• OBJECTIVE:
Please rewrite the listing below with every "green leaf" changed to "yellow leaf" and everything else unchanged. Omit the pictures from your version.

(Object pointing dataset listing)
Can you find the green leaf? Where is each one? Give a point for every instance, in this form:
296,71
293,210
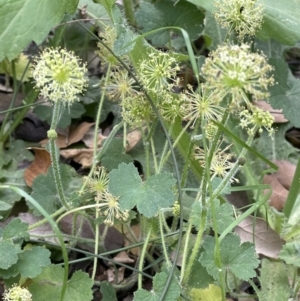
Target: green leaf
76,110
8,253
224,216
32,261
48,285
159,282
15,230
284,94
44,189
108,291
274,281
281,21
115,154
149,196
18,29
239,259
290,253
165,14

• SOLUTION FOR THIS TASK:
Can you find the yellow leaf? Where is each one? Give a point for every instance, in this form:
296,71
293,210
Target: yellow leaf
76,110
8,253
224,216
32,261
48,285
159,282
15,230
284,94
44,189
108,291
274,281
281,21
115,154
149,196
18,29
239,259
290,253
165,14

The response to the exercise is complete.